▶ Exercise goal:
Return each line of the listing exactly as written.

▶ Records provided:

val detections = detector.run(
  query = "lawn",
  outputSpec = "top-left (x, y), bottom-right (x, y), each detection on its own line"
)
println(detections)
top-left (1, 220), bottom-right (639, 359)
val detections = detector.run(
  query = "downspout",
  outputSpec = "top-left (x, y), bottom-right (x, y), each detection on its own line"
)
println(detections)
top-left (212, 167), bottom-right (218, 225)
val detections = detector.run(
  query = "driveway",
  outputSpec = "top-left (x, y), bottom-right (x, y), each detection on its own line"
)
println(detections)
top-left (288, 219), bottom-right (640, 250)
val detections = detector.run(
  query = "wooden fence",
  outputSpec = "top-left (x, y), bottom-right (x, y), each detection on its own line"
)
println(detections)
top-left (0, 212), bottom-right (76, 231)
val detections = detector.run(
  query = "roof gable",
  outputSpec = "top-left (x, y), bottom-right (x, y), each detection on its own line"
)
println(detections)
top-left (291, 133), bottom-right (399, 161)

▶ Task solution:
val detections = detector.run(
  query = "lawn",
  outputSpec = "top-left (x, y), bottom-right (x, y), each detection on its own line"
)
println(detections)
top-left (1, 220), bottom-right (639, 359)
val detections = detector.run(
  query = "downspout",
  outputSpec = "top-left (x, y), bottom-right (x, y), each detection on its own line"
)
println(detections)
top-left (212, 167), bottom-right (218, 225)
val detections = detector.run(
  query = "driveway",
  outputSpec = "top-left (x, y), bottom-right (x, y), each detection on its own line"
)
println(detections)
top-left (288, 219), bottom-right (640, 250)
val detections = detector.run(
  query = "wooden fence",
  outputSpec = "top-left (x, y), bottom-right (x, y), each detection on its own line"
)
println(detections)
top-left (0, 212), bottom-right (76, 231)
val detections = detector.run(
  query = "roof gable",
  outputSpec = "top-left (x, y), bottom-right (x, y), each detection on its own line"
)
println(detections)
top-left (291, 133), bottom-right (399, 161)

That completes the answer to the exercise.